> _YOUR GOAL_
Edit the lines of every entry below so that "locate_point" becomes "find_point" wherever it appears, keeping everything else the same. Leave the pictures out of your answer.

Rows from a pointing dataset:
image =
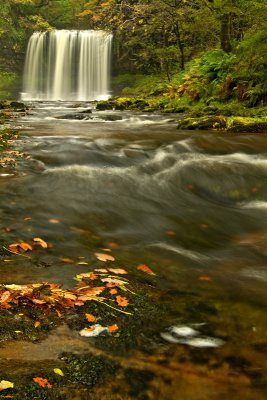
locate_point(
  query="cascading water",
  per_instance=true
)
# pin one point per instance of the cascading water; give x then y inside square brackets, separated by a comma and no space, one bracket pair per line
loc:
[67,65]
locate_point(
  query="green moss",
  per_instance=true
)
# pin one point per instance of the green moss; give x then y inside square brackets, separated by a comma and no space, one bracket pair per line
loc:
[206,122]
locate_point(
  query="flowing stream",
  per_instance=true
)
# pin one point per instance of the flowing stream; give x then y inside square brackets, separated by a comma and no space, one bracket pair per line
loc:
[190,205]
[67,65]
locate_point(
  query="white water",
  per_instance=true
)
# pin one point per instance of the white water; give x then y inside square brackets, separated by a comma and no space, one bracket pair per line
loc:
[67,65]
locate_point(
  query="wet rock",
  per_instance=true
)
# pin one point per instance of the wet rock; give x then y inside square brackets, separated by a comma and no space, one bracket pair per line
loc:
[76,116]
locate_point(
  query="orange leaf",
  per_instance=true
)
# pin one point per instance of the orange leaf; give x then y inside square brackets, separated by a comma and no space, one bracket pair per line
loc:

> _SOLUTION_
image =
find_point(
  query="cascading water",
  per_instance=true
)
# pin one point per instance of the cascading water; give x then y inside square brackets, separated by a comma and no space, one bracket pair per line
loc:
[67,65]
find_point(
  query="green moss",
  per_instance=true
)
# pin one point per instance of the green moss; give x then y inside square brackets, separated by a comma and no space, one bracket pair per line
loc:
[206,122]
find_point(
  query="flowing stream",
  per_instance=true
)
# pin one point per instance of the flowing stream; give x then y inside square brackets, separated by a comma and no space, one bracket pair per line
loc:
[190,205]
[67,65]
find_point(
  query="white water",
  per_instance=true
)
# pin one point per instance of the white water; give x then y inside square brackets, separated by a comma and no space, one bracket pair per line
loc:
[67,65]
find_point(
  query="wet rock",
  per_instance=true
)
# pin one point per instance of the wet rock; give x then y inside square brackets, separated by a comma and no space, one bracket pair per line
loc:
[76,116]
find_point(
  query="orange leaf",
  per_instance=true
)
# pin one point per instance of the orange leaf; give x then y inside square brackets, separated by a comma and no space, one bracket pair per line
loc:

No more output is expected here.